Restituez mot pour mot le passage du texte sur le rôle du Cid qui va de « C’est dans le » à « sa propre mythologie. », ces deux bornes comprises.

■ **TEXTE SOURCE**
════════════════

Le titre met l’accent sur le rôle du Cid. Pourquoi ?
C’est dans le costume du Cid qu’il est enterré, et le Cid a été son rôle le plus emblématique, celui qui marque la métamorphose du comédien. C’est en faisant le choix des grands textes classiques, du TNP, de Jean Vilar, du Festival d’Avignon, que Gérard Philipe a inscrit sa propre mythologie.

Et pourtant, rares sont ceux qui se souviennent l’avoir vu jouer le Cid…
Il y a là un paradoxe inouï : pour des raisons certes parfaitement légitimes et morales, Vilar refusait la captation de ses pièces, ce qui rend l’œuvre théâtrale de Gérard Philippe définitivement inaccessible. Le peu qui nous reste se résume à quelques photos d’Agnès Varda hors représentations et à quelques rares enregistrements grésillants… Et ses films ne sont quasiment plus projetés. On est devant l’énigme d’un comédien dont l’œuvre est devenue très difficile d’accès, mais qui reste incroyablement présent, alors qu’il y avait mille et une raisons pour que son souvenir s’estompe.

════════════════

■ **DONNÉES FOURNIES**

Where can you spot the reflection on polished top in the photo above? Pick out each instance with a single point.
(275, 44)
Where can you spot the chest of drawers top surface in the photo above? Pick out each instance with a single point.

════════════════

■ **RÉPONSE**
C’est dans le costume du Cid qu’il est enterré, et le Cid a été son rôle le plus emblématique, celui qui marque la métamorphose du comédien. C’est en faisant le choix des grands textes classiques, du TNP, de Jean Vilar, du Festival d’Avignon, que Gérard Philipe a inscrit sa propre mythologie.